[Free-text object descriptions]

BEGIN

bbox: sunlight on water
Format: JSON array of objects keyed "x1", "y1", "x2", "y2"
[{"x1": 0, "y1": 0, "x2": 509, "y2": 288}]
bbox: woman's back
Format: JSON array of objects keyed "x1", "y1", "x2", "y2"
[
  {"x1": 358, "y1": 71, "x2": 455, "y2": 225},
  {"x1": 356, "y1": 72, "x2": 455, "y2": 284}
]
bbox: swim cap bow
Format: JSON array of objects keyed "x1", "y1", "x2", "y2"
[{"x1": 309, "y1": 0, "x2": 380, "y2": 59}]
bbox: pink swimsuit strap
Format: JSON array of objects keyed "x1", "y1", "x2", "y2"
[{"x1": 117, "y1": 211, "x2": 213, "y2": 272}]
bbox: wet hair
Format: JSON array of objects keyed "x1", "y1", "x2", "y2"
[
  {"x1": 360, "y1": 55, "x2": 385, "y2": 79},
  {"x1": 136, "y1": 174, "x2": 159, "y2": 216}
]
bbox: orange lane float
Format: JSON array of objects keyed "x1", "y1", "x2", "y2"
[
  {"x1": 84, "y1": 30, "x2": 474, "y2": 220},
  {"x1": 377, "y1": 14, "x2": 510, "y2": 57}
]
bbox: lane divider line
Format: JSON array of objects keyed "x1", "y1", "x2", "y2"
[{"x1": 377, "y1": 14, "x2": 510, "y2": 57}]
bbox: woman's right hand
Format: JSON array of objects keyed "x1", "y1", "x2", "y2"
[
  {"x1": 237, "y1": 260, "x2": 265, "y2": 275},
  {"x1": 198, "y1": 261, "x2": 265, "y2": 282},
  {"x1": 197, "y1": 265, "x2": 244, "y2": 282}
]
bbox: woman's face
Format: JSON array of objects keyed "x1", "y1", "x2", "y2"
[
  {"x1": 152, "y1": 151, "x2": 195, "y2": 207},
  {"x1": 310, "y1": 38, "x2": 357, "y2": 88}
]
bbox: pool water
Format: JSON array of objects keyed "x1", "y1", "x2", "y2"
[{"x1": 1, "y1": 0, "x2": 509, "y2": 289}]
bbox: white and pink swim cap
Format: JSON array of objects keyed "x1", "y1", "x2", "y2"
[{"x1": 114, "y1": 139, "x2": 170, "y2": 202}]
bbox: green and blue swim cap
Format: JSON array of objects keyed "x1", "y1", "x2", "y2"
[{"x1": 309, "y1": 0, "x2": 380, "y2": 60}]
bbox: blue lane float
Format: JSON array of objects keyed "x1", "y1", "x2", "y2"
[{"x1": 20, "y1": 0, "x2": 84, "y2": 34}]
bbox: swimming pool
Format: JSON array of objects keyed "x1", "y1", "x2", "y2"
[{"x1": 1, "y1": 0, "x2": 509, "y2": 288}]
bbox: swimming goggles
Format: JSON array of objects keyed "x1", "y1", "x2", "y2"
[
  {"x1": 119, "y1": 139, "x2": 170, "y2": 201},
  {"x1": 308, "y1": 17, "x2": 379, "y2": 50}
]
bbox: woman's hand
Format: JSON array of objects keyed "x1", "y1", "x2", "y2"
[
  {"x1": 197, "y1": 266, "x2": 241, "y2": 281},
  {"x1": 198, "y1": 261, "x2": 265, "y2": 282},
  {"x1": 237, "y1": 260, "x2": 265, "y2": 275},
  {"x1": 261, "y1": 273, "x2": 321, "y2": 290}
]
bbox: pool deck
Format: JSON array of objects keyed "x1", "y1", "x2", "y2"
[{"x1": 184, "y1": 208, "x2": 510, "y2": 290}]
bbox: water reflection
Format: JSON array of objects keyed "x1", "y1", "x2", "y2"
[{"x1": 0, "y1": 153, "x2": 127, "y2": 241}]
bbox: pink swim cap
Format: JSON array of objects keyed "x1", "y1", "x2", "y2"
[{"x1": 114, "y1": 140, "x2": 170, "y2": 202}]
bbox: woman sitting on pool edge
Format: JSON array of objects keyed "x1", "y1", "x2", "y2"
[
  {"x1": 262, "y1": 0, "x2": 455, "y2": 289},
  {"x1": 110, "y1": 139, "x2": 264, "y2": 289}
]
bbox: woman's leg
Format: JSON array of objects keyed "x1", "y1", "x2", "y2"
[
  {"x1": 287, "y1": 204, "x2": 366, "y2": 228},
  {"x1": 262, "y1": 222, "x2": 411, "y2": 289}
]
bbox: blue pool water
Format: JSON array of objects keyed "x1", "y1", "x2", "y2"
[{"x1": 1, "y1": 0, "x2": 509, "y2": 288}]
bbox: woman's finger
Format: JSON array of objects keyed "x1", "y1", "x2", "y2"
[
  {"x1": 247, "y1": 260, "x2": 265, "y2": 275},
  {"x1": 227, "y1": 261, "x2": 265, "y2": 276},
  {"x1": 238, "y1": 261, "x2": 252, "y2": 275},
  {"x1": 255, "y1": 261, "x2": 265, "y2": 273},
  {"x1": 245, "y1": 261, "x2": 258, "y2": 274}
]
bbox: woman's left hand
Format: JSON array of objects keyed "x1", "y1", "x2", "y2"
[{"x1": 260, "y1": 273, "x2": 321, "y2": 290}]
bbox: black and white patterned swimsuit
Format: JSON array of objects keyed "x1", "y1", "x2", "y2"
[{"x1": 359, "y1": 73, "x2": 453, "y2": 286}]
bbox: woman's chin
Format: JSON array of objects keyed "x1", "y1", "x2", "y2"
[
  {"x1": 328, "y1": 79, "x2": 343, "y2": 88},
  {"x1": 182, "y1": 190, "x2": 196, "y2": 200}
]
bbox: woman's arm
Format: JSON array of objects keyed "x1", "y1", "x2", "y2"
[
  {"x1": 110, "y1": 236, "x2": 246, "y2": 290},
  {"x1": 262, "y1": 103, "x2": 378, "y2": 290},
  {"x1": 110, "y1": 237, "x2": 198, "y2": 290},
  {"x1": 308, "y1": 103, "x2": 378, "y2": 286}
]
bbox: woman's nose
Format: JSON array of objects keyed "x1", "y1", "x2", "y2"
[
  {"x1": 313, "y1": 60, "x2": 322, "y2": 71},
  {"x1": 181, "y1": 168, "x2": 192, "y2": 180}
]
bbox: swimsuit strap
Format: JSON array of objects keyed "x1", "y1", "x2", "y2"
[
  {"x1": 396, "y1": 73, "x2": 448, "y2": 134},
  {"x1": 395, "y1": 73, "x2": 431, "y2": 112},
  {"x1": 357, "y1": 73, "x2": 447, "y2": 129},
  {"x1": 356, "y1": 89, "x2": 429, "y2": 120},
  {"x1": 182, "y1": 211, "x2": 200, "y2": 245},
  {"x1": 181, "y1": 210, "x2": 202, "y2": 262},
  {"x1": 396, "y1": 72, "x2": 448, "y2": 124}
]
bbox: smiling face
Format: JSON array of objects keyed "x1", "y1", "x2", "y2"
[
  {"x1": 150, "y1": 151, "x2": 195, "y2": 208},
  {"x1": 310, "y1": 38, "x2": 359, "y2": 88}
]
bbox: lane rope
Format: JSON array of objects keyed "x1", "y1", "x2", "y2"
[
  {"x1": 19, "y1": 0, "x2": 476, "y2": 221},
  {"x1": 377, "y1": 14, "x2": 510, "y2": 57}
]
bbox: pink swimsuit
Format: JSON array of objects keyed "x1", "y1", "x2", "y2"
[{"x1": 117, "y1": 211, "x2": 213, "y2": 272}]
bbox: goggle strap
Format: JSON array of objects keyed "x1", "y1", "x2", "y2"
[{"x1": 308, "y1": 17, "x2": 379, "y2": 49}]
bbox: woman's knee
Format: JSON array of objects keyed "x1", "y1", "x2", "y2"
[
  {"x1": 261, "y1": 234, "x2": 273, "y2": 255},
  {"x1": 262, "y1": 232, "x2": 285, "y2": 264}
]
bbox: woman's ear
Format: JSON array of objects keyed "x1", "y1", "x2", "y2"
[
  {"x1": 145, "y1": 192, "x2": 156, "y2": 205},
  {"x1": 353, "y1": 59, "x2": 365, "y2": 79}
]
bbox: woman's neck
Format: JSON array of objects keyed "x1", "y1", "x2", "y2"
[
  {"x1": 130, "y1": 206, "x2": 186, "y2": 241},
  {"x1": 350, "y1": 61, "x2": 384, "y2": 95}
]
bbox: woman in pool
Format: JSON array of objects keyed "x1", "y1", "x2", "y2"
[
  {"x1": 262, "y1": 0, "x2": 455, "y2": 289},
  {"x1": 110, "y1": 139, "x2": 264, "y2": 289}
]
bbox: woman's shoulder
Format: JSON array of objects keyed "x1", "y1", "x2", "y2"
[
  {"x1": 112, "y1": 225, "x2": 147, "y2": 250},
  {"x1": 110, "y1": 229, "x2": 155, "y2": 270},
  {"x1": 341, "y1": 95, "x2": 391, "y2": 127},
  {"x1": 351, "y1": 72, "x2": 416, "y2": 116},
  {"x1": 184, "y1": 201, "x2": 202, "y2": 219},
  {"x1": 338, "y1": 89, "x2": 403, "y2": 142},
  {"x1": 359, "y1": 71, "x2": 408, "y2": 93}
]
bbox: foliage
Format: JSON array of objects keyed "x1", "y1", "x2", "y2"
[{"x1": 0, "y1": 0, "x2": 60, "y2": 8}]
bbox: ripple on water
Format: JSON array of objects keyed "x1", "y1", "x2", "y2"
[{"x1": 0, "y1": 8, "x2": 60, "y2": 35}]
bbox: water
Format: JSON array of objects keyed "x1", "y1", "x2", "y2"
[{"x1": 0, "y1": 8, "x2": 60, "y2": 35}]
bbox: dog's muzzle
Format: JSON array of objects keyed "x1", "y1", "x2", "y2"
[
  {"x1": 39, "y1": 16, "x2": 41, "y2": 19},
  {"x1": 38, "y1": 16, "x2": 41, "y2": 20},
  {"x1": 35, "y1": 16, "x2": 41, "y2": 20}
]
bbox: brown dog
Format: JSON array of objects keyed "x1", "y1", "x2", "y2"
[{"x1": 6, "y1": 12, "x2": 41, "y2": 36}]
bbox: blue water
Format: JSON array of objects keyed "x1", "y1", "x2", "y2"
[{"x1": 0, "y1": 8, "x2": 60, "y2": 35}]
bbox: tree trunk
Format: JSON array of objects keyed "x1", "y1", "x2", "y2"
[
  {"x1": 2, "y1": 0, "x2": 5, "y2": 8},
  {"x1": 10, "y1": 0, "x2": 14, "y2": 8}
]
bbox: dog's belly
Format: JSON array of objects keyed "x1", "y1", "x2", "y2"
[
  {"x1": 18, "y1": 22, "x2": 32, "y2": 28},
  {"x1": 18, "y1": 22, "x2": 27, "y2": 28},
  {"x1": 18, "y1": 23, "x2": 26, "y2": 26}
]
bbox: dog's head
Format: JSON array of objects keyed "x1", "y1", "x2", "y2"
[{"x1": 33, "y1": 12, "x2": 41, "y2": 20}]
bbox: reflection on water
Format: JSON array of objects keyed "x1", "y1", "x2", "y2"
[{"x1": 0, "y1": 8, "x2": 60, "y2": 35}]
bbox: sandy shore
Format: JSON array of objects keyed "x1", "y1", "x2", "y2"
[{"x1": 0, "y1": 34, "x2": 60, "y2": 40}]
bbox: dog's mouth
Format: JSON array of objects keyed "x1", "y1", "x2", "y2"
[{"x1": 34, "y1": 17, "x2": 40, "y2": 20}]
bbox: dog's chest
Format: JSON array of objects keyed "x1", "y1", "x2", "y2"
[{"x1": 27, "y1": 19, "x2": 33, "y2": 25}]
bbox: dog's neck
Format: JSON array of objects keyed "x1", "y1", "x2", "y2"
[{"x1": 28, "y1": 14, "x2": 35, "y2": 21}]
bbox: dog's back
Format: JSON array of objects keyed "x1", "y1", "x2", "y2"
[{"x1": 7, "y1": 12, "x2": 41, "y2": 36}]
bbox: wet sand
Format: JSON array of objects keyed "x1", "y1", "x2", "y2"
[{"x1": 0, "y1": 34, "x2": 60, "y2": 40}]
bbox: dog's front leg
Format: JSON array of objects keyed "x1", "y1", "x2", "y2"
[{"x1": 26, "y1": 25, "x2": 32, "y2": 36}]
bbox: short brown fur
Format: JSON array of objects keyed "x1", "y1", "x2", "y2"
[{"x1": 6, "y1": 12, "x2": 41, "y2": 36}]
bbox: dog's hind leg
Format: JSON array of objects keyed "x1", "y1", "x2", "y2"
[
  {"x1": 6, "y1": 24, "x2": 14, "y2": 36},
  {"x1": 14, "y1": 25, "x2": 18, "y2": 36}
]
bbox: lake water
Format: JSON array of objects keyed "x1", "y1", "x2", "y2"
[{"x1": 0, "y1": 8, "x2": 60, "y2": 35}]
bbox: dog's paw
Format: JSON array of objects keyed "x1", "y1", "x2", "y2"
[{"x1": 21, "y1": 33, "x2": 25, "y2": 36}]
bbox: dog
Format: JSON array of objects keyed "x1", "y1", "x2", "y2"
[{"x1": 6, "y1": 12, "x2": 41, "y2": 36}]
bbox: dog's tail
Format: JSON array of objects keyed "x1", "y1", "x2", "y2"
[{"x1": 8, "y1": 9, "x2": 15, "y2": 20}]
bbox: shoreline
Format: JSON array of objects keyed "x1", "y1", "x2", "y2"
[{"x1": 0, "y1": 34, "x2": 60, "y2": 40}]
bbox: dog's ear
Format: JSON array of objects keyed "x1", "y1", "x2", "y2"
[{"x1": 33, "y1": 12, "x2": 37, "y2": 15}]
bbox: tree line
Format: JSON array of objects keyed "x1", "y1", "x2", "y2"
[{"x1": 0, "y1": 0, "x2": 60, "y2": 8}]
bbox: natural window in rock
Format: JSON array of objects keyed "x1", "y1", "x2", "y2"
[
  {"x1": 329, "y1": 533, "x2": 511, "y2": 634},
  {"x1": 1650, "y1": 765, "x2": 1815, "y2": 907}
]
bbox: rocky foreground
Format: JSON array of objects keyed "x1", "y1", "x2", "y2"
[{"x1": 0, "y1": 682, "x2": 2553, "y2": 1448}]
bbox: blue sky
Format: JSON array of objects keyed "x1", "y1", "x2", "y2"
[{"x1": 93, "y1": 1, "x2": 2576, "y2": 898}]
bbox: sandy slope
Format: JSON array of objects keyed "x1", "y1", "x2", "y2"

END

### WHAT TO WORK ON
Lines with the word "swimming" in them should be copied from the preceding records.

### WRITTEN RESPONSE
bbox: swimming pool
bbox: swimming goggles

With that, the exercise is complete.